__WORK TO COMPLETE__:
Reproduce exactly the lines from the line containing "of the floor" through the last line of the listing, and no others.
◇ ◇ ◇ ◇ ◇ ◇ ◇
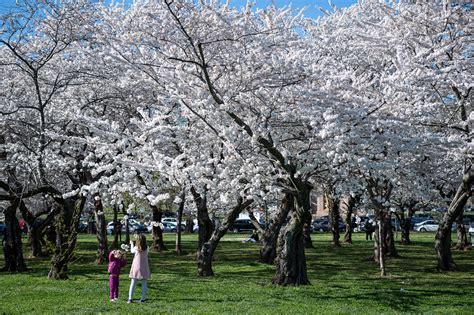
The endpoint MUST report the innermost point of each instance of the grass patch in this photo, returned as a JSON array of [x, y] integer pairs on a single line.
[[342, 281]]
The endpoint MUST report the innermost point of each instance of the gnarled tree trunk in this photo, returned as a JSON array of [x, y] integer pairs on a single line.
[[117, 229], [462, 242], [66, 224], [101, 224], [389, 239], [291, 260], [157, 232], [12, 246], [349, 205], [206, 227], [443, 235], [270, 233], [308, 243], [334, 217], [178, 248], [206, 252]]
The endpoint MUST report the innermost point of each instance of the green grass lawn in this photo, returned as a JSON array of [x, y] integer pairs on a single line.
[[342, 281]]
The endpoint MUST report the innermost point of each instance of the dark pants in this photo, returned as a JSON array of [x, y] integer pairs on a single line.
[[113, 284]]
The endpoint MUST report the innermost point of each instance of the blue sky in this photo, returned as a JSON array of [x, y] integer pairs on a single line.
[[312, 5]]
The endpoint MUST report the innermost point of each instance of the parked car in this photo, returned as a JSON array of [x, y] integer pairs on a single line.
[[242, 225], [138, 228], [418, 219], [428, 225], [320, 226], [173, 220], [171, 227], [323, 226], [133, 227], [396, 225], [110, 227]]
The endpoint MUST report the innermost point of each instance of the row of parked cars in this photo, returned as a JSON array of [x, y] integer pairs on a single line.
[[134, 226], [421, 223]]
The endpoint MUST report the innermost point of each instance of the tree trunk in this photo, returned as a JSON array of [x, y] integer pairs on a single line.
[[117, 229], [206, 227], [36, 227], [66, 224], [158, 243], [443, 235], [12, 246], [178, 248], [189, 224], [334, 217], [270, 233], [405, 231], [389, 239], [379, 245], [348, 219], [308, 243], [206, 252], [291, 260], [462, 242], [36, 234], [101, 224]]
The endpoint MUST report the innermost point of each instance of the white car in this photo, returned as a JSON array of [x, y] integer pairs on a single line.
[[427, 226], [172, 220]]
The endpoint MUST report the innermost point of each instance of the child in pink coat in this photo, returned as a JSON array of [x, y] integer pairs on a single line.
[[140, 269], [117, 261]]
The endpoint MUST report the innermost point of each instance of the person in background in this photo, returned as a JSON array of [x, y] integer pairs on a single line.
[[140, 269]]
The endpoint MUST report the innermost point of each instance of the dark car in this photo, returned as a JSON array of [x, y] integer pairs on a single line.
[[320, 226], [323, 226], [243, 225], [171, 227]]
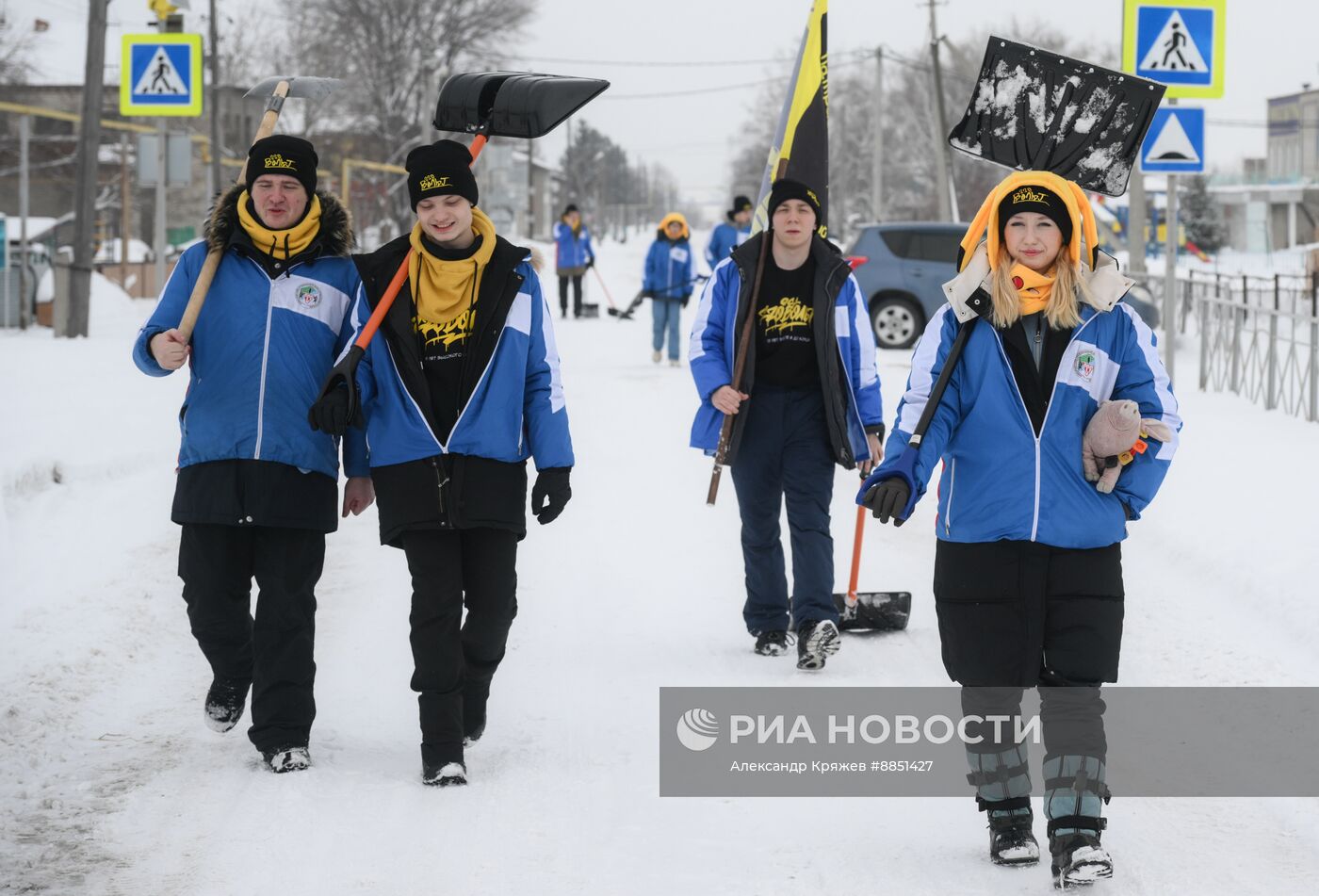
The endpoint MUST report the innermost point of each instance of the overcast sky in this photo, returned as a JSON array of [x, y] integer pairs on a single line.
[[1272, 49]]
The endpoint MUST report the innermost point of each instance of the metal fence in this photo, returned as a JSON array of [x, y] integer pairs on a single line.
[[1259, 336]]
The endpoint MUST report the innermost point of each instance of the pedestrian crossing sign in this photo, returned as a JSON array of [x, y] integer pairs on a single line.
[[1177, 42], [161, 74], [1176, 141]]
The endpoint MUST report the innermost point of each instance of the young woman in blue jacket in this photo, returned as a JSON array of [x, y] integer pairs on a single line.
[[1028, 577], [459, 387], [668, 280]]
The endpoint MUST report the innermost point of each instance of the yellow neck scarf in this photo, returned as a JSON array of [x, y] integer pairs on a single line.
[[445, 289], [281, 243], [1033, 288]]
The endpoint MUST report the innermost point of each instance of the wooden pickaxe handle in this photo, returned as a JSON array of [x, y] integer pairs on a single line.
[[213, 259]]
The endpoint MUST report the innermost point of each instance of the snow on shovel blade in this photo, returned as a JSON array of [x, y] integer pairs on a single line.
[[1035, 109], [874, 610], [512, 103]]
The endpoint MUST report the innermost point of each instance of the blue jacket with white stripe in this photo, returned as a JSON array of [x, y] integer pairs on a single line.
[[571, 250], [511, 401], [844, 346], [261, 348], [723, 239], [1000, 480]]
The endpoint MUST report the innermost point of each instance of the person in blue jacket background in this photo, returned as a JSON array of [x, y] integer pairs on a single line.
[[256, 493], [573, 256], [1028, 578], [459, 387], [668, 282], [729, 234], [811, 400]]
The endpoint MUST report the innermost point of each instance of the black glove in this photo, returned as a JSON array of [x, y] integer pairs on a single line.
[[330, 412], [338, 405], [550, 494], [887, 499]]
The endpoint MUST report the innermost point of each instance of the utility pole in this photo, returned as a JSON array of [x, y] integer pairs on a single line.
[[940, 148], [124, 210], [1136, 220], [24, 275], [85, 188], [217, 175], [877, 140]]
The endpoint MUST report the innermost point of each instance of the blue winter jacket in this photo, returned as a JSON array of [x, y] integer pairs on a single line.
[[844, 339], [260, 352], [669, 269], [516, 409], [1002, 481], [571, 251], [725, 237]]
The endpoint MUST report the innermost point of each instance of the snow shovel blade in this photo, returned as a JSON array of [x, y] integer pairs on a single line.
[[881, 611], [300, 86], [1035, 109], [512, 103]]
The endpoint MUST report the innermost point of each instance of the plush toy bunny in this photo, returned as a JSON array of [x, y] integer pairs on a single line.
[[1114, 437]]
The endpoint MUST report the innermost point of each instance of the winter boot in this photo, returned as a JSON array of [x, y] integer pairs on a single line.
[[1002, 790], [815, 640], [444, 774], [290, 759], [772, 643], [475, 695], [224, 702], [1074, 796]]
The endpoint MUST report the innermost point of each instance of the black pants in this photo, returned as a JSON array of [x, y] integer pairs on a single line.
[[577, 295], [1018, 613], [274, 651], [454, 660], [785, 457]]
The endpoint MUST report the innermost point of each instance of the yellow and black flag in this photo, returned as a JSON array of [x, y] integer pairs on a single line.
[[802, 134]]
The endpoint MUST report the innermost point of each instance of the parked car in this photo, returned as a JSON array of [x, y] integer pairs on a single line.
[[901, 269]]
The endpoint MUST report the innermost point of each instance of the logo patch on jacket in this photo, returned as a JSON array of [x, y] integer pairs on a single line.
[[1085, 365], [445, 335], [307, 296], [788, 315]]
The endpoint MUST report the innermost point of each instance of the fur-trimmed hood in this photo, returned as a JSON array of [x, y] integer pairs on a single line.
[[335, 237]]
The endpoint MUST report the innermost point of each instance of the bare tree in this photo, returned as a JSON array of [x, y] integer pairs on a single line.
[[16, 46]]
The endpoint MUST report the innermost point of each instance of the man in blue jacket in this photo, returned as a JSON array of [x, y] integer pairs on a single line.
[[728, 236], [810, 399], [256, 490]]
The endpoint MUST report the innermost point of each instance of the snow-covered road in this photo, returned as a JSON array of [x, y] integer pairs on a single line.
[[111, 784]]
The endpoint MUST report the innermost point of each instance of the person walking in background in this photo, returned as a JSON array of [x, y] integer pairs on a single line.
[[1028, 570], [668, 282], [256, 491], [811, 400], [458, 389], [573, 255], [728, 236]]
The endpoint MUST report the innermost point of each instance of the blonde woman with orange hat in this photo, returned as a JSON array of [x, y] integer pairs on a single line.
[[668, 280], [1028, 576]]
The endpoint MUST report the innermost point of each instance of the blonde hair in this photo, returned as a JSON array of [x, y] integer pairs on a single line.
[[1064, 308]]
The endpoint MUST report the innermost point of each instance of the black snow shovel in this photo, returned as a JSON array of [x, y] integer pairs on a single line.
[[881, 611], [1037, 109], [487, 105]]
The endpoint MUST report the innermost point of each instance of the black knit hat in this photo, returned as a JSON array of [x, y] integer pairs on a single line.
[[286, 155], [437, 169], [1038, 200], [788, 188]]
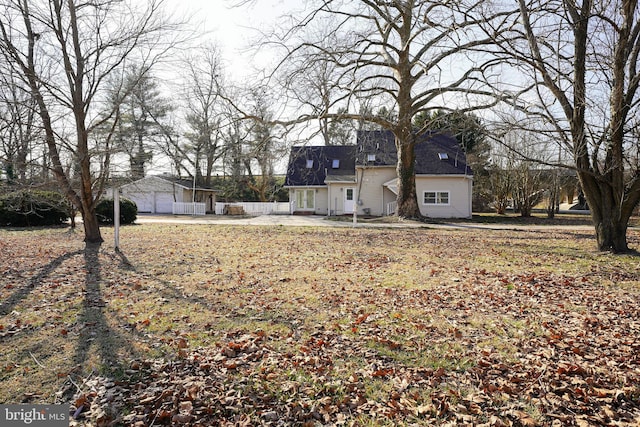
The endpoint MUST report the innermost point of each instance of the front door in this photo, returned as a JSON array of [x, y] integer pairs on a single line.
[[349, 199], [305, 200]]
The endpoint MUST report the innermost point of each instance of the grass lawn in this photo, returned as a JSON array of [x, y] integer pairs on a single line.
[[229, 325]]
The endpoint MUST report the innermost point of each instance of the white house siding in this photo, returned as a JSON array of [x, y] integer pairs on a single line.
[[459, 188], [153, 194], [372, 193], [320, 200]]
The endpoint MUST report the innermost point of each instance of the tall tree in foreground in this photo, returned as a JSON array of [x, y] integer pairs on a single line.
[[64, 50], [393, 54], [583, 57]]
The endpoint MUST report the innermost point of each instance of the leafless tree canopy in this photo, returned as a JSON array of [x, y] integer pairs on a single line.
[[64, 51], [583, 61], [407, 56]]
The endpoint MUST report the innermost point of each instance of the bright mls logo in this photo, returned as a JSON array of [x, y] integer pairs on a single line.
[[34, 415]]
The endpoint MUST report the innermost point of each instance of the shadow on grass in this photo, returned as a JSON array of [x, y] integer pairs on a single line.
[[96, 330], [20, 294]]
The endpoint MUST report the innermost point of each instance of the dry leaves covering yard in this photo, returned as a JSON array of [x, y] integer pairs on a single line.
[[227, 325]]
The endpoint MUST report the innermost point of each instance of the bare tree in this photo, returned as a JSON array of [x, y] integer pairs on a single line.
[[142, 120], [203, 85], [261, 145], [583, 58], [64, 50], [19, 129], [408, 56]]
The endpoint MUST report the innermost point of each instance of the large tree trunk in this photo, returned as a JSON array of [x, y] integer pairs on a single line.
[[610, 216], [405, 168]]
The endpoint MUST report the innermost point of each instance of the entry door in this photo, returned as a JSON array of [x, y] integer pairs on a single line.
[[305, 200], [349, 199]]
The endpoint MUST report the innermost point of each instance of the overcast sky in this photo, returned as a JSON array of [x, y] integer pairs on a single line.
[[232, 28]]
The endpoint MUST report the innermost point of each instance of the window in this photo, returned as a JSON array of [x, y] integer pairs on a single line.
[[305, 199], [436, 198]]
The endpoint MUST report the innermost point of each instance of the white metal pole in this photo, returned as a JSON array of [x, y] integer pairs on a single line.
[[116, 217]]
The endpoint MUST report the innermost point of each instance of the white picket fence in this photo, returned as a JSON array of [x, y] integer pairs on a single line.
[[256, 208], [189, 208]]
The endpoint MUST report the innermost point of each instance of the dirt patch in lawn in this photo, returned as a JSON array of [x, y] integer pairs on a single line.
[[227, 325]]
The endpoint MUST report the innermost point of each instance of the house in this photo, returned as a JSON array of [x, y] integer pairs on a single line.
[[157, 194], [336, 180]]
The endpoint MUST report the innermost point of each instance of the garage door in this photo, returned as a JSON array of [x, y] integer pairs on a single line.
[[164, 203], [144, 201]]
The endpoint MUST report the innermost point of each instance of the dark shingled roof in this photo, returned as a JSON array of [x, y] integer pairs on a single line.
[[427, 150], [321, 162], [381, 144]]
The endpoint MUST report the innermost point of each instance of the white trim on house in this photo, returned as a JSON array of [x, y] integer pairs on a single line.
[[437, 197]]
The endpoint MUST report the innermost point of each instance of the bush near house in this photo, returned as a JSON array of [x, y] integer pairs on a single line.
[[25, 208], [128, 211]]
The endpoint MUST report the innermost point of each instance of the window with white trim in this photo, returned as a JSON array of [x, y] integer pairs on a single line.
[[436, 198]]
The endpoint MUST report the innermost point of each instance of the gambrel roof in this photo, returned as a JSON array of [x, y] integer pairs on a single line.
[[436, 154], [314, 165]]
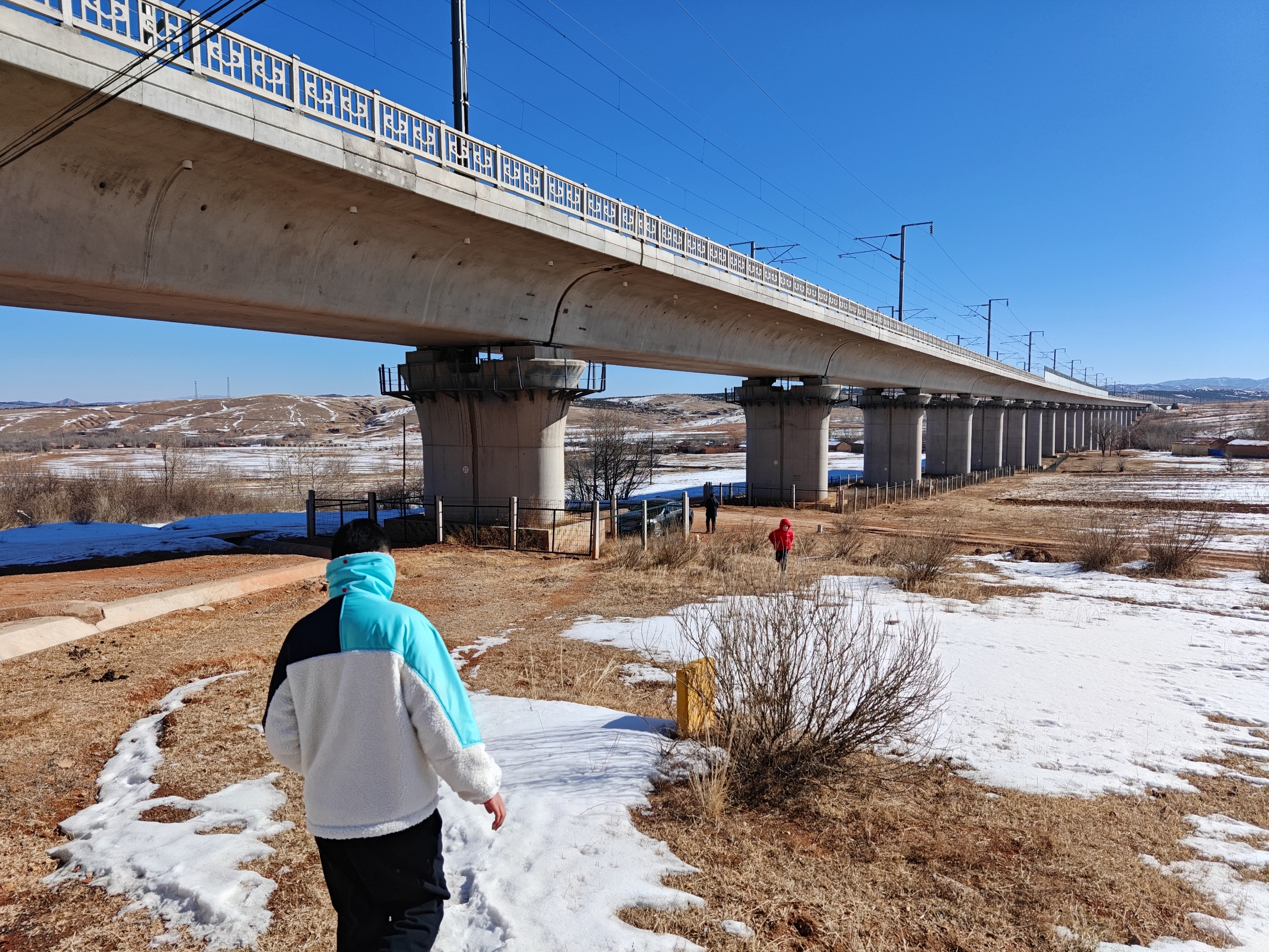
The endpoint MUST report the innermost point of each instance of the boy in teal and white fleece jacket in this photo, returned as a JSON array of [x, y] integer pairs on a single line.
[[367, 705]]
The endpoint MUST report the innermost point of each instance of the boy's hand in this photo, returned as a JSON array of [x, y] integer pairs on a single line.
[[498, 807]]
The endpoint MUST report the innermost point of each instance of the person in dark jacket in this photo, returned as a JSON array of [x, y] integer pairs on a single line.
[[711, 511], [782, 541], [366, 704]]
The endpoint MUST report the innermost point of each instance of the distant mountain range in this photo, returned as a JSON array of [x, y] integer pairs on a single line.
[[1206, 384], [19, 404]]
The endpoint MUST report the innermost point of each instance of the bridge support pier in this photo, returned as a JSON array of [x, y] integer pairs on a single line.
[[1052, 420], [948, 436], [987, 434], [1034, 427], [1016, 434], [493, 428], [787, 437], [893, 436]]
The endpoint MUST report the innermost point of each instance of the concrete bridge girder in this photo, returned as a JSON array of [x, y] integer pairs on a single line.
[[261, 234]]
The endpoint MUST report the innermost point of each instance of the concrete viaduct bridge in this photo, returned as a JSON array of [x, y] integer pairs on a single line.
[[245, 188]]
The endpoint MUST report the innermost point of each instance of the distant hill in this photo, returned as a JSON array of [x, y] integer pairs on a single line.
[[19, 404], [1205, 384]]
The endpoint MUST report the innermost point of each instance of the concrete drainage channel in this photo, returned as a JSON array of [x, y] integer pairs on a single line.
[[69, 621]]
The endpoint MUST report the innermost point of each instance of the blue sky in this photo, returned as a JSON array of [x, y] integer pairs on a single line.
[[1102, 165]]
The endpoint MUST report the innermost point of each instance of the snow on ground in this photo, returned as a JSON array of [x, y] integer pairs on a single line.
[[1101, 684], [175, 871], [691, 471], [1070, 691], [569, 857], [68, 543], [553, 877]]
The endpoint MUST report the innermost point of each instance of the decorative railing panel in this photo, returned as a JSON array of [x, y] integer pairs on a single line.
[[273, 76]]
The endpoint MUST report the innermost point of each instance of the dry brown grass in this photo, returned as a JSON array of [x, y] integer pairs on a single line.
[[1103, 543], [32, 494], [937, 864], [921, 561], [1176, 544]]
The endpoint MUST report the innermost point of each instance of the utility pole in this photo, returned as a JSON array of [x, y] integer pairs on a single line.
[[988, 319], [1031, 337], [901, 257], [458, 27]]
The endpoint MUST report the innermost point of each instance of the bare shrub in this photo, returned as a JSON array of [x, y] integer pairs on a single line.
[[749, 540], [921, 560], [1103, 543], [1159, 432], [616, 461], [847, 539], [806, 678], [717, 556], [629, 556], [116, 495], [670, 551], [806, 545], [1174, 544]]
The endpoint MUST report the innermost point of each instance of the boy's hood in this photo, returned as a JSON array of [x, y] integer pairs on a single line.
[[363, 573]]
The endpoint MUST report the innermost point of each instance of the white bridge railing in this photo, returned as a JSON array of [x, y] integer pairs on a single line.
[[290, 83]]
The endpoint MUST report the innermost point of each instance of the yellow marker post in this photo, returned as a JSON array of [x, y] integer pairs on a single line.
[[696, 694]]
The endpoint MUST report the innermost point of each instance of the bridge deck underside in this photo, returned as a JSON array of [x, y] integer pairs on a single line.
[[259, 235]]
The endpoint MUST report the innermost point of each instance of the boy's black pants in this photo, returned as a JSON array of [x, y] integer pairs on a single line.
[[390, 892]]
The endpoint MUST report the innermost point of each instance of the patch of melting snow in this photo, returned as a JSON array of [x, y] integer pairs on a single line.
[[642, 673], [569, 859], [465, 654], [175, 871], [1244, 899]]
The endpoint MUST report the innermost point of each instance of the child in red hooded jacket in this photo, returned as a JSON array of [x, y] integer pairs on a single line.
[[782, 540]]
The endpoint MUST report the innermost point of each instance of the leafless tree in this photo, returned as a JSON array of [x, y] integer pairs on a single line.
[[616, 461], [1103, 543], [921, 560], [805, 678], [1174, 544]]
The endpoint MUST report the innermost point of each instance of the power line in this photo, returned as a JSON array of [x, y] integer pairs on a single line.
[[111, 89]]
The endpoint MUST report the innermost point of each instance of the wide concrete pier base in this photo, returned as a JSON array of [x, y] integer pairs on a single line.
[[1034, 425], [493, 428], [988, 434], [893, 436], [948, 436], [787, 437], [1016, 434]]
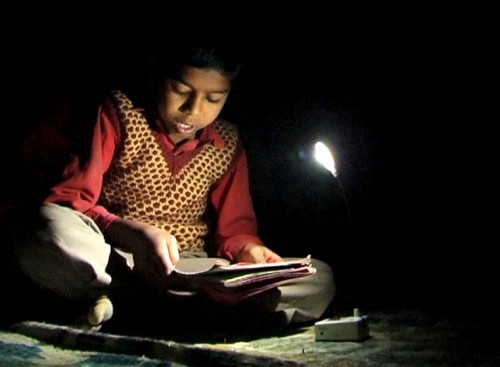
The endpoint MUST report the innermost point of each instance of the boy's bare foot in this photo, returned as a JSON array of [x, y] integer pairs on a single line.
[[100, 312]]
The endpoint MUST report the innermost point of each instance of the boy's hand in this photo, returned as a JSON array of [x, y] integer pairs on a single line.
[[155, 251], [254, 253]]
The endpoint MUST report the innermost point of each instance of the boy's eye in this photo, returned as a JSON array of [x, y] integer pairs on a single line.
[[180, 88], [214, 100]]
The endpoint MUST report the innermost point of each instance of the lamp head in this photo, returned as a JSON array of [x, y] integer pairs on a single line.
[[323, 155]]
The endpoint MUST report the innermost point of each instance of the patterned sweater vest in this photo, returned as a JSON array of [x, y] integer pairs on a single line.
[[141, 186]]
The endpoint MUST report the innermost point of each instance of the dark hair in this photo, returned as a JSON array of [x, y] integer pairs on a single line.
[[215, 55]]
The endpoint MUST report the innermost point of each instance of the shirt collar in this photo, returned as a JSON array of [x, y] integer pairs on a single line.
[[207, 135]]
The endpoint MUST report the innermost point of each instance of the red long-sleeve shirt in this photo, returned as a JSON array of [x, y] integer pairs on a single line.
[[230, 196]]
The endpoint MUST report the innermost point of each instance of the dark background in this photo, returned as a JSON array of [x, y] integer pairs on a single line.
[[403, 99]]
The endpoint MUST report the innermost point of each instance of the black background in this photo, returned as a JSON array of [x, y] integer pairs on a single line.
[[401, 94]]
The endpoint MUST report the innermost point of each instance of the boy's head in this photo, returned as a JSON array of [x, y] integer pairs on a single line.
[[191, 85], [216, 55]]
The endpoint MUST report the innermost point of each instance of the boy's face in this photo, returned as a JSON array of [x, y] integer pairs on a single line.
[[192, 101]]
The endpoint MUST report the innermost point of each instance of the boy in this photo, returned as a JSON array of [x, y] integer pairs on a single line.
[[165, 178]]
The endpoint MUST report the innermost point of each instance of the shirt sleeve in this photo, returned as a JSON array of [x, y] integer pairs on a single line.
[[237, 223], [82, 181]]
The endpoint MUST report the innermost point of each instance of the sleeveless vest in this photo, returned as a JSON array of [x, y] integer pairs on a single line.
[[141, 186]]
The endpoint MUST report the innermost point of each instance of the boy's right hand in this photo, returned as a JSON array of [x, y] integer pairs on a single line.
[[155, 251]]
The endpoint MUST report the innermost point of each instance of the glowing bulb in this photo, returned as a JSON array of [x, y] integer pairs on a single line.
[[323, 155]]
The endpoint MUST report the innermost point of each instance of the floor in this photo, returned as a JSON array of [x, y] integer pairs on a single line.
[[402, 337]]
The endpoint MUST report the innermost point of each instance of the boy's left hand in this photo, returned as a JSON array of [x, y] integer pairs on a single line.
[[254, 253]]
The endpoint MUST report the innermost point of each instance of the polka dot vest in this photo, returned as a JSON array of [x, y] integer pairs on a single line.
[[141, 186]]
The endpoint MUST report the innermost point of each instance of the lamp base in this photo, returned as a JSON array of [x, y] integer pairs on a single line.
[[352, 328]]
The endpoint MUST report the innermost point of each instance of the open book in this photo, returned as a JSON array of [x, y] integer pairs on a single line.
◇ ◇ ◇ ◇ ◇ ◇ ◇
__RESPONSE TO THIS EXERCISE__:
The endpoint MUST report the innermost point of each instance of the floor in this photo, returned as a JSON array of [x, y] integer pairs on a single line.
[[402, 337]]
The endpoint MUST report the innermost point of each instance of the boy's left hand in this photo, returned as a JSON array of [x, y] integer pairs on a single line.
[[254, 253]]
The endpoint MUST report the innermost point of each instance of the polka dot vest in this photo, returned as a JSON array of [x, y] integer pairs on a single line.
[[141, 186]]
The endpoint MUST report the innermost point of each instance of the lamp base in this photo, returned as a JSON array of [x, y] integer pairs on a single line.
[[352, 328]]
The endpoint MUST report the innermost point of each instance of the open book in this photo, returned as a JSON array of [x, y] integer pairs on a single line.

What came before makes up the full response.